▸ **Given data**:
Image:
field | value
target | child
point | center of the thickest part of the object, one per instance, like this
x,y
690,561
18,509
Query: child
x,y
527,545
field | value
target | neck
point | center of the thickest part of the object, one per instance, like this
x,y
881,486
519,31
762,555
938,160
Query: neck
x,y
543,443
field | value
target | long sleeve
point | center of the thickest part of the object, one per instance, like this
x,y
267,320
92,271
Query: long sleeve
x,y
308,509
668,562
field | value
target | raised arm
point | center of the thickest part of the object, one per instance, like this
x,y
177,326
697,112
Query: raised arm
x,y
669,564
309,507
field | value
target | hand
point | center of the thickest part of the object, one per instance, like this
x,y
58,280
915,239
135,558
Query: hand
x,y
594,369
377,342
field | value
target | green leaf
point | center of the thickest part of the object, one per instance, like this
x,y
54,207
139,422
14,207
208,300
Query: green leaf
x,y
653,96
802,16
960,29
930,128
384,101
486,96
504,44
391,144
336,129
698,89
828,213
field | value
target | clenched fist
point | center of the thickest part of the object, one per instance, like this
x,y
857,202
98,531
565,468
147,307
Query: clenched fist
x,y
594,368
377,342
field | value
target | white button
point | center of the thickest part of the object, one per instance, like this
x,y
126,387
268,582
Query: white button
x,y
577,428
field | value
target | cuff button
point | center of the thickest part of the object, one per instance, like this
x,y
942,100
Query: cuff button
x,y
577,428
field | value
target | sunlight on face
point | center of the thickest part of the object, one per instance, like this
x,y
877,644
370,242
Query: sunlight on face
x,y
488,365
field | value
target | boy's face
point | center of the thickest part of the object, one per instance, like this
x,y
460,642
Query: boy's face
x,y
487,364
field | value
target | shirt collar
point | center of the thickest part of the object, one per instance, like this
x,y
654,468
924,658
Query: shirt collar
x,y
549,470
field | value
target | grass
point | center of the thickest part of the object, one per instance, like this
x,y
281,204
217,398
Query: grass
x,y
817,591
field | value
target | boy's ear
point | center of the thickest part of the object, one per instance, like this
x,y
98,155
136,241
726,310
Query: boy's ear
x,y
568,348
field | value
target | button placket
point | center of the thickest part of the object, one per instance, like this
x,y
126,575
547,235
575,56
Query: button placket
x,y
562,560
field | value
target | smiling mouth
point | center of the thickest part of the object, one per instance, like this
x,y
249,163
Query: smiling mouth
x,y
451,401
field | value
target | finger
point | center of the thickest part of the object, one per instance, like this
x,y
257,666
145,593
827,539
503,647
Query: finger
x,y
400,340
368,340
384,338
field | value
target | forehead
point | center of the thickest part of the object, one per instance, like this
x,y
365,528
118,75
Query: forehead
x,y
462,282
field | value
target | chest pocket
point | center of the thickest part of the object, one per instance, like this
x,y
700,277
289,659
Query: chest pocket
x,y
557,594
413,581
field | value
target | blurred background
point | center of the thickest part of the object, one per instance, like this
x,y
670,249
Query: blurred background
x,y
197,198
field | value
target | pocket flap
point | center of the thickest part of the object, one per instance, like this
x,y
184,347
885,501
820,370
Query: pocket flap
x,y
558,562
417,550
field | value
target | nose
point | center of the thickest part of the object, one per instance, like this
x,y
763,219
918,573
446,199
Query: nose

▸ **To do**: Copy every line above that contains the string "fist". Matching is case-sensitive.

▸ **Result of this task**:
target | clenched fist
Query: clenched fist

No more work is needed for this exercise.